* Saved entries:
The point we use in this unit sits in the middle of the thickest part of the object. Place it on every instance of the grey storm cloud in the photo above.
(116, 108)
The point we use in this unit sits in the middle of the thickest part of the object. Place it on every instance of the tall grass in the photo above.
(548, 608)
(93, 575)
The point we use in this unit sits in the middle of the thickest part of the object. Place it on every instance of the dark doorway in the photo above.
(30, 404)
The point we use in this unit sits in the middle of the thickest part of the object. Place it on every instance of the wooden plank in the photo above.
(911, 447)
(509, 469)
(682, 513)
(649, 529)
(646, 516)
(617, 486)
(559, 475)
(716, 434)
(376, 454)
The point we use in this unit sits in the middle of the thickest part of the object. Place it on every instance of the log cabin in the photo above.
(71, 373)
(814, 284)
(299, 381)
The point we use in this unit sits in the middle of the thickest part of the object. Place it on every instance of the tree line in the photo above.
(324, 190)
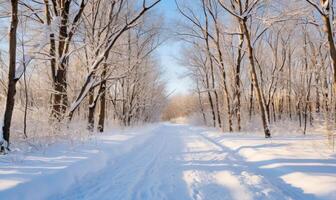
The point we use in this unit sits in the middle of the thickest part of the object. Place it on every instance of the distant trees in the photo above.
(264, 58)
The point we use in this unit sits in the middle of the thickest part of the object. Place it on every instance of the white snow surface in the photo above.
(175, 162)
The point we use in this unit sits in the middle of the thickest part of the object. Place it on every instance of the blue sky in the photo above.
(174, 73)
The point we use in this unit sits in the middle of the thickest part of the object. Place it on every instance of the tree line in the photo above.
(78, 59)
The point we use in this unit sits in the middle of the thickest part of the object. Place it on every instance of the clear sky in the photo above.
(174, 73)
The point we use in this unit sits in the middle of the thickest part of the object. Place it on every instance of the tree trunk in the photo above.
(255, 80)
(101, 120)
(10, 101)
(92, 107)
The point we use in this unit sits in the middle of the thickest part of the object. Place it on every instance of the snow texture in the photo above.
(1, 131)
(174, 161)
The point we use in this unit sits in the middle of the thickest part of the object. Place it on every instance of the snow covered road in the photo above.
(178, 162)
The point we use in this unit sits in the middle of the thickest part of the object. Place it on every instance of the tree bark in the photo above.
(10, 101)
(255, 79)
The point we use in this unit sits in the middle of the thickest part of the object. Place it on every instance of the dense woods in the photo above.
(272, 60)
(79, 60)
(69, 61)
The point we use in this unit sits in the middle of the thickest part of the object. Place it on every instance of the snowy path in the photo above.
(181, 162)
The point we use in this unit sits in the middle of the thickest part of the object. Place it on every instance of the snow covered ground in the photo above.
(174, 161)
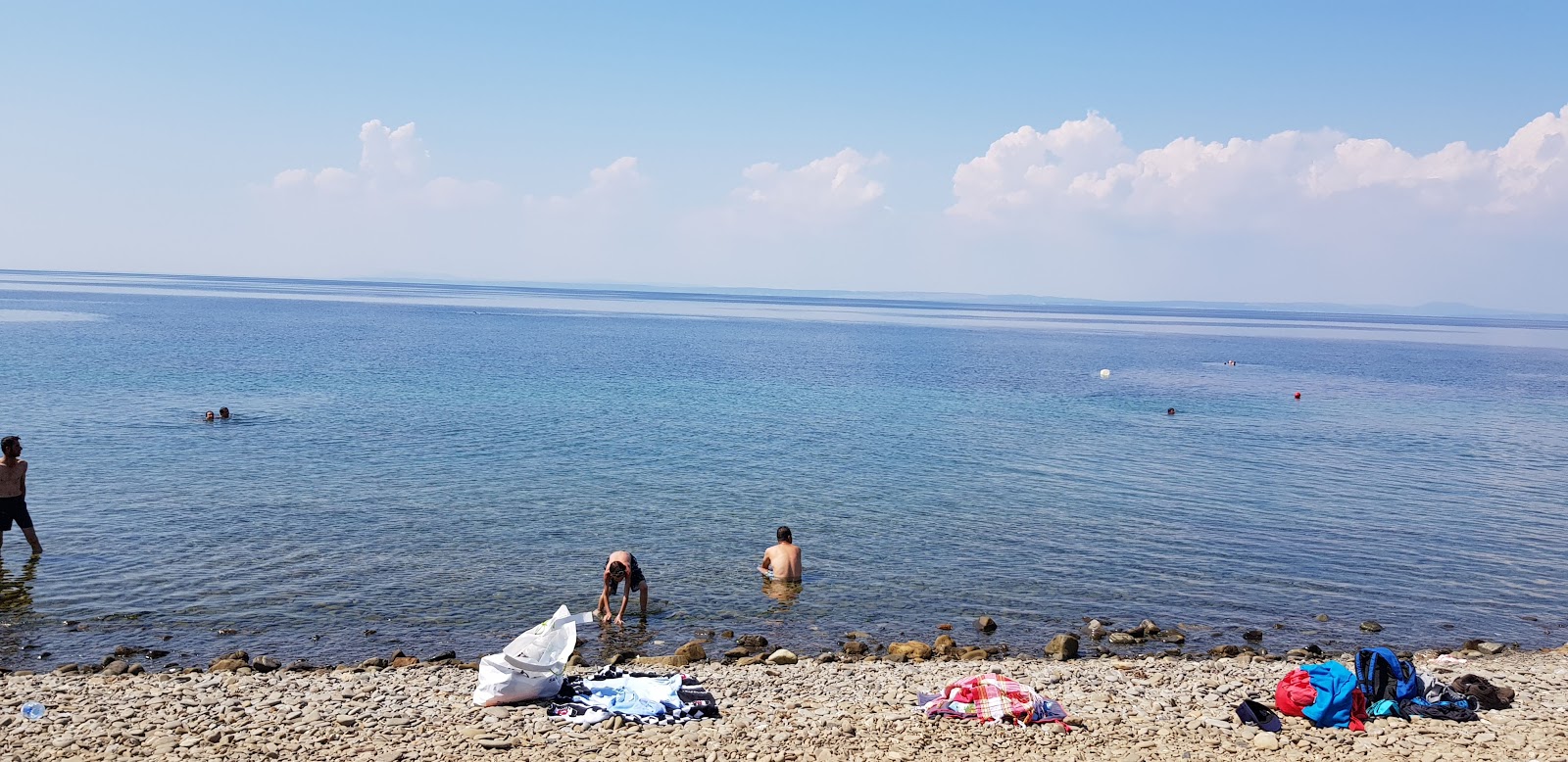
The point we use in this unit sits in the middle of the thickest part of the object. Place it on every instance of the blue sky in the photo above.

* Exercise aim: Your answer must be an exact copy of the records above, with every picture left out.

* Response area:
The point we use in this unit sits in the middle of the thickest part of the object. Place it on every instance of the grey storm cloud in the photo above.
(116, 108)
The point we use in this unit sits in the middle of the thickest part of the object. Place it on every instance of the tall grass in the photo above.
(548, 608)
(93, 575)
The point we use in this unit sits in the middle of the thickest part of the object. Place it on every instance of the dark doorway in the photo above.
(30, 404)
The point we use in this unit sits in the middle of the thickest part of the object. Place it on every instance of the wooden plank in the photo above.
(911, 447)
(509, 469)
(682, 513)
(649, 529)
(646, 516)
(617, 486)
(559, 475)
(716, 434)
(376, 454)
The point we use in this unit sits in the middle of the thickest part of the object. Place it on every instance of the log cabin in the photo above.
(71, 373)
(814, 284)
(299, 381)
The point we use in this unit sits in the middle of the thickest part of the object. Place it on every instance of the tree line in the photo above.
(324, 190)
The point we use in this unit sits in the middle of the thickest part of the object. Place it on every instance of the distant trees in the photo above.
(264, 58)
The point we use in this unit sits in the middle of the thickest part of the object. Place it on every instance of the white snow surface in the photo above.
(175, 162)
The point we use in this unit sits in the middle of the thickest part of the object. Place it on every instance of the blue sky in the photo above.
(174, 73)
The point we use in this unit sits in the middle of the thickest part of the object. Place it on every instance of the tree line in the photo above.
(78, 59)
The point we use in this unit sits in the middle of the thickest part of the object. Place it on every instance of the clear sky in the photo above.
(174, 73)
The point we use in this unit sits in the middle of the thickest part of the object. Place it on every instance of the tree trunk in the photo above.
(255, 80)
(101, 120)
(10, 101)
(92, 107)
The point we use in this unit sits in the middle of the thickest part of the object. Place it on every instance of the snow texture in the photo above.
(1, 131)
(174, 161)
The point we use in this unit sits in the middle of the thickest part of the object. Place it on every instance of the snow covered road in the photo above.
(178, 162)
The point we use in this unit sits in the middle of the thickest part of the object. Place it on every instance of the tree bark in the photo above.
(10, 101)
(255, 79)
The point we use in this unit sits in the middle of the thickest part of the object. Place it on every instance of the dense woods in the photo above.
(272, 60)
(79, 60)
(69, 61)
The point we use in this unit sits in the middle of the thickest part of the object. Place it on every instance of the snowy path in the photo above.
(181, 162)
The point we use in this unit sits in the middle of the thickest part of the object. Place it on every instance of the snow covered ground in the photo above.
(174, 161)
The point we use in this unit sits in the middle of the thickest part of the object. Place it on every instance of the blue sky in the photo above.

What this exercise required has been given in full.